• _SHORT EXERCISE_: Copy the listing word for word from the line with "Task: mark the pile of cucumbers" up to and including the line with "[[278, 198]]". Leave the pictures out of your copy.

• _EXERCISE MATERIAL_:
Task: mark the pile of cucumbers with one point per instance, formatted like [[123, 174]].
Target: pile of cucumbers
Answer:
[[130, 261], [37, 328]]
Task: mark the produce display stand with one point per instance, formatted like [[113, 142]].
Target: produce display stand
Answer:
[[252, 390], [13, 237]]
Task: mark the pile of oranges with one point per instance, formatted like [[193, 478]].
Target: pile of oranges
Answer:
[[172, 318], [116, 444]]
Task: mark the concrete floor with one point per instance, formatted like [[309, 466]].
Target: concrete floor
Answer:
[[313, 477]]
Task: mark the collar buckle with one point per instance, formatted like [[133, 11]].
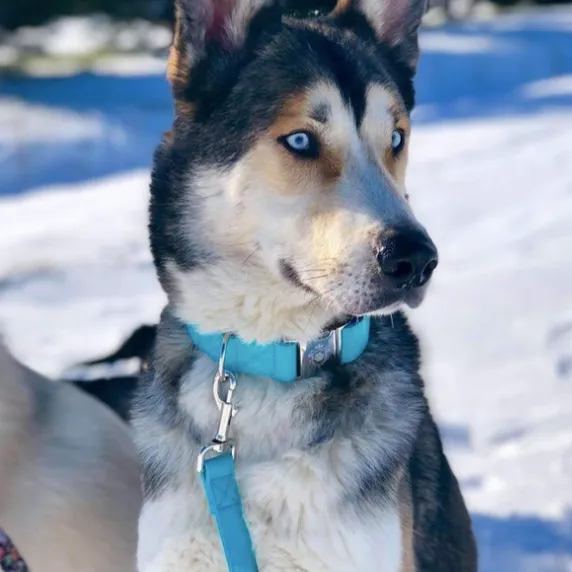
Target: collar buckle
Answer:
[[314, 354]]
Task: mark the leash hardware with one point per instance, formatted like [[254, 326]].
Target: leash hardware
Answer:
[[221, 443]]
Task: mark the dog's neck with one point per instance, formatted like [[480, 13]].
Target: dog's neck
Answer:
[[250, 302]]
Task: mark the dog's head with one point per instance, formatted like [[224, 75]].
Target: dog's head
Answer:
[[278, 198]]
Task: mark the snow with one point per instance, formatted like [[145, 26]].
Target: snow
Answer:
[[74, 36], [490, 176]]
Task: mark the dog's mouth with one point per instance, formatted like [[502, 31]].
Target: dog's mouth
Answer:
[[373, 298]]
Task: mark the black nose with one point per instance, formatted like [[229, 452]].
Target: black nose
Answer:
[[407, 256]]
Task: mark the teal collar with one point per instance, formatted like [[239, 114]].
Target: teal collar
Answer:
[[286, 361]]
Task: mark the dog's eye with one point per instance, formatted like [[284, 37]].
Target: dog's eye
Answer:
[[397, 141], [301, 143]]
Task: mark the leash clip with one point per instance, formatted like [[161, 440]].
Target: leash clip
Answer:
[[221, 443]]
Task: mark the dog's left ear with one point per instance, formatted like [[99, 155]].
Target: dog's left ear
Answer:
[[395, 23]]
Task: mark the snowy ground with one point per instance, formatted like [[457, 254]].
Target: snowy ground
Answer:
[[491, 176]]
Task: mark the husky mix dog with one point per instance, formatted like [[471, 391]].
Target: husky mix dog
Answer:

--

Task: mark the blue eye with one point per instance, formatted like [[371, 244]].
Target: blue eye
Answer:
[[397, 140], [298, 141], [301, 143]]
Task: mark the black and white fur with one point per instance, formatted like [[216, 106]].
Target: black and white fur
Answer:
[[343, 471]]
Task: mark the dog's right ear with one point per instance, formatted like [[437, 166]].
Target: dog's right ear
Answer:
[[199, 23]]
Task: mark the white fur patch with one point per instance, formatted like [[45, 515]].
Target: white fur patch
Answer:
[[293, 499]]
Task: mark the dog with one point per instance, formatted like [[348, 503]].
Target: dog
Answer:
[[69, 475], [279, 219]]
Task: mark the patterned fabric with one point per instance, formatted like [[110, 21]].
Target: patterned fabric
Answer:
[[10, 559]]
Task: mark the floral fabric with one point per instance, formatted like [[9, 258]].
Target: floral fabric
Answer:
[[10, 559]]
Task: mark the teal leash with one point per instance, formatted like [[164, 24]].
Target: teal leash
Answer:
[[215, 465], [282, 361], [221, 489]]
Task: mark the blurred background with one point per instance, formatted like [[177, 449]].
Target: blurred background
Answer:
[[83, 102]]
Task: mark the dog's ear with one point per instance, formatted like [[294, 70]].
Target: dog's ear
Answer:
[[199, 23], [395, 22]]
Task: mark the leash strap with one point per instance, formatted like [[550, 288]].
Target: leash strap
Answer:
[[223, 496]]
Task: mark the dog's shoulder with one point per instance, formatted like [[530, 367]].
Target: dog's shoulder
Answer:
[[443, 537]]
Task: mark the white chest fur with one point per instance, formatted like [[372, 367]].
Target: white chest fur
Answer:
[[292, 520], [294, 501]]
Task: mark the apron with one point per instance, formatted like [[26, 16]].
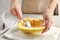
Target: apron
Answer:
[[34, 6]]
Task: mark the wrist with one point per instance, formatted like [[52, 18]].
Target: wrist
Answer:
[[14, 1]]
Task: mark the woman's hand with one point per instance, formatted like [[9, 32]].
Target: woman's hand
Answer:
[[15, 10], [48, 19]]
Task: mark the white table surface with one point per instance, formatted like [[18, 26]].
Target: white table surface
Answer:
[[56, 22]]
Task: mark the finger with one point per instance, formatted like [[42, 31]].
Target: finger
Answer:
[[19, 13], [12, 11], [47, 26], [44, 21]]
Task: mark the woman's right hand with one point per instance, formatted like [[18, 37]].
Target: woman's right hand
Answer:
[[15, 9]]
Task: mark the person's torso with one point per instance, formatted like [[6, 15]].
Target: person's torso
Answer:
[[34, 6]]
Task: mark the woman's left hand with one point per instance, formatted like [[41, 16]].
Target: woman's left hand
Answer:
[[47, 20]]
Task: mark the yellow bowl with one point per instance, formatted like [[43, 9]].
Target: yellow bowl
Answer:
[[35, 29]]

• _FULL RESPONSE_:
Task: mark the pile of cucumbers with one point per instance, formatted like [[123, 174]].
Target: pile of cucumbers
Answer:
[[130, 261], [37, 328]]
Task: mark the produce display stand with one point per instance, formatted like [[113, 142]].
Target: produce display stand
Answer:
[[252, 390], [13, 237]]
Task: mark the pile of oranges with one point per instance, formatted like [[193, 478]].
Target: pile of oranges
Answer:
[[172, 318], [116, 444]]
Task: mark the concrete floor with one point per instance, formatted like [[309, 466]].
Target: concrete floor
Answer:
[[313, 477]]
Task: mark the collar buckle with one point per instance, formatted like [[133, 11]].
Target: collar buckle
Answer:
[[314, 354]]
Task: mark the leash hardware with one point per instance, formatted like [[254, 326]].
Target: leash hardware
Answer:
[[221, 443]]
Task: mark the dog's neck with one point per instance, formatted like [[480, 13]].
Target: dog's neck
Answer:
[[250, 302]]
Task: mark the dog's head with one point per instance, formatted like [[224, 75]].
Target: dog's head
Answer:
[[278, 198]]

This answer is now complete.